Texte fourni:
Alain Brunel, sociologue des organisations

 

Décider c’est prendre le risque de se tromper. Tout le monde le sait. Mais comment expliquer la prise de décisions manifestement absurdes ? Y a-t-il des moyens, des procédures, des comportements qui réduisent le risque de faire de tels choix ? Dans le passionnant livre Les décisions absurdes II, comment les éviter, (Gallimard 2012), le sociologue Christian Morel répond positivement à cette question.
L’auteur aborde ici un domaine de recherche relativement récent de la sociologie de la décision,  domaine  qui a bénéficié de l’apport de la vision globale de la sécurité dans l’aéronautique ainsi que celui des sociologues de l’école américaine dite des HRO (High Reliability Organizations), les organisations à haute fiabilité. Le premier tome des Décisions absurdes, publié en 2002, révélait à travers l’analyse d’accidents majeurs comme ceux de Three Miles Island et de Tchernobyl, ou celui de la navette spatiale Challenger, que des facteurs psychosociologiques – et pas seulement techniques – induisaient des processus accidentogènes.
Les pièges du raisonnement
Dans ce deuxième ouvrage,  qui fait état de recherches arrivées à maturité, Christian Morel identifie les « métarègles de la fiabilité » qui permettent d’éviter les décisions absurdes. Par métarègle,  l’auteur entend « les principes généraux d’action ainsi que les processus maîtres et les modes de raisonnement communs qui forment une culture amont, ou modèle, de la fiabilité et sont indispensables à la fiabilité des décisions en aval ».  L’analyse d’exemples puisés dans différents univers professionnels (aéronautique, marine militaire nucléaire, blocs opératoires, troupe de théâtre du Splendid, guides de haute montagne etc.), montre que nombre d’erreurs sont liées aux pièges psychosociaux du raisonnement et de la délibération.
Parmi les nombreux pièges qui favorisent les erreurs, il faut souligner :
-    les effets de polarisation qui incitent à prendre une décision plus risquée après une discussion de groupe qu’avant ;
-    le paradigme de Asch qui incite un individu à se conformer à l’avis majoritaire même quand celui-ci s’appuie sur des données manifestement erronées ;
-    le biais de confirmation qui désigne la tendance des individus à retenir uniquement les informations et les arguments qui confirment leur opinion ;
-    la « pensée de groupe » dont la caractéristique est de privilégier l’harmonie et la cohésion sur l’expression des désaccords et des conflits internes ;
-    la « communication silencieuse » au sein d’un groupe, autrement dit la présence de présupposés et supputations implicites, susceptibles de provoquer des erreurs d’interprétation fatales ;
-    ces deux derniers points conduisent à une « illusion d’unanimité » ; les opposants préfèrent se taire et les autres pensent –faussement- qu’il y a unanimité et … tous foncent dans le couloir d’avalanche !

Consigne de travail A: Résumez en deux phrases le texte consacré aux décisions absurdes.
Consigne de travail B: Poursuivez le texte sur les décisions absurdes à partir de sa dernière phrase.

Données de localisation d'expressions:
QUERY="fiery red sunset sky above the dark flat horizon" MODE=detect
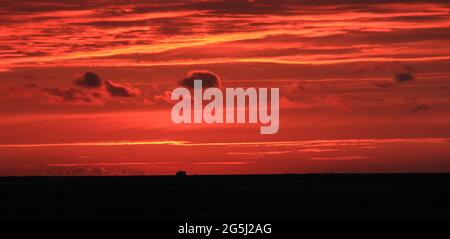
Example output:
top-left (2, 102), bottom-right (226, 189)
top-left (0, 0), bottom-right (450, 175)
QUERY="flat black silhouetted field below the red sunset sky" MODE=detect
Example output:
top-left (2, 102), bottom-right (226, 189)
top-left (0, 174), bottom-right (450, 219)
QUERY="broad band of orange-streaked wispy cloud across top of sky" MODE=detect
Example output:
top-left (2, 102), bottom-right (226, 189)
top-left (0, 1), bottom-right (450, 69)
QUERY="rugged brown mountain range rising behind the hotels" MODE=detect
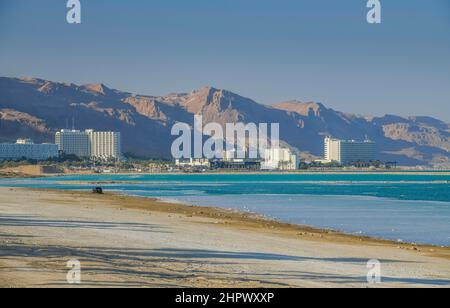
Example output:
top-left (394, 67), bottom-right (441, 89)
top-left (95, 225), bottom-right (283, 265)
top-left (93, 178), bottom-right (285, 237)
top-left (0, 78), bottom-right (450, 166)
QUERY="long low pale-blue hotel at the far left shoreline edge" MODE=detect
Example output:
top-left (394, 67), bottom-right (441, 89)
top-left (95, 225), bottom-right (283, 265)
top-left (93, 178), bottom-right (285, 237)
top-left (0, 139), bottom-right (59, 160)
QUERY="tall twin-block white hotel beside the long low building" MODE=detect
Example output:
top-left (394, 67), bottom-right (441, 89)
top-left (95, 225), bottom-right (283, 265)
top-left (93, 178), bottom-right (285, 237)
top-left (55, 129), bottom-right (122, 160)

Réponse finale A: Dans Les décisions absurdes II, comment les éviter (Gallimard 2012), le sociologue Christian Morel identifie les « métarègles de la fiabilité » qui permettent d'éviter les décisions absurdes, en s'appuyant sur des exemples tirés de divers univers professionnels comme l'aéronautique, les blocs opératoires ou la haute montagne. L'analyse montre que nombre d'erreurs tiennent aux pièges psychosociaux du raisonnement et de la délibération, tels que la polarisation, le conformisme face à l'avis majoritaire, le biais de confirmation, la pensée de groupe et la communication silencieuse, qui conduisent à une illusion d'unanimité.

Réponse finale B:
-    L’effet pervers de la pression hiérarchique est un autre dysfonctionnement bien connu ;

Les métarègles de la fiabilité
Pour contrer ces différents effets pervers de la décision, illustrés à travers de nombreuses études de cas,  C. Morel reprend les métarègles édifiées dans les univers à hauts risques.  Ainsi,  « la hiérarchie restreinte impliquée », le « Mission Command » militaire, qui reconfigure le rôle du chef en déléguant l’autorité à ceux qui sont en prise directe avec les opérations et qui ont le savoir pour agir.  Notez que les décisions prises par la hiérarchie restreinte impliquée recouvrent une dimension obligée de collégialité.
La procédure dite « d’avocat du diable »  est une autre métarègle nécessaire à la dynamique des décisions hautement fiables. Elle est définie comme « tout processus fort de contestation constructive d’un projet de décision ». Un processus semblable bien conduit, c’est-à-dire avec un fonctionnement organisé intentionnellement de façon contradictoire, de type quasi judiciaire, peut venir à bout des nombreux effets pervers associés aux délibérations.
La décision par consensus peut aussi se révéler un processus puissant pour éviter les erreurs mais à condition d’éviter ses risques intrinsèques comme la survenue d’une unanimité médiocre ou apparente, résultant des travers liés aux délibérations mentionnés plus haut. Les études indiquent que les décisions prises à l’unanimité apparente, ou fausse unanimité, sont beaucoup plus fréquentes qu’on le pense, les participants pouvant souvent s’opposer à une décision et malgré tout se taire.  C’est pourquoi par exemple, la troupe de théâtre du Splendid exigeait le rire de tous les membres de la troupe pour valider la rédaction de chaque réplique du scénario du Père Noël est une ordure. Aucune tricherie possible.
Une quatrième métarègle de la décision fiable est fondée sur l’interaction généralisée. « Le fait qu’une information pertinente circule de façon fluide et intense, de haut en bas et de bas en haut, contribue grandement à la fiabilité. »  Cette interaction doit être renforcée dans son contenu « linguistique et sémiologique ». La communication doit être explicite et croisée (avec confirmation et vérification du retour). L’explicitation et le croisement doivent être « particulièrement intense si l’on se trouve en présence de juniors ou de « primo-intervenants ». L’interaction généralisée ne s’instaure pas spontanément, elle doit être « construite, organisée, suscitée ». Une des formes classiques de cette procédure est constituée par les briefings et débriefings systématiques, obligatoires dans l’armée de l’air. Les briefings permettent d’éviter de futurs malentendus et les débriefings d’identifier des points positifs à reproduire et despoints négatifs à éviter.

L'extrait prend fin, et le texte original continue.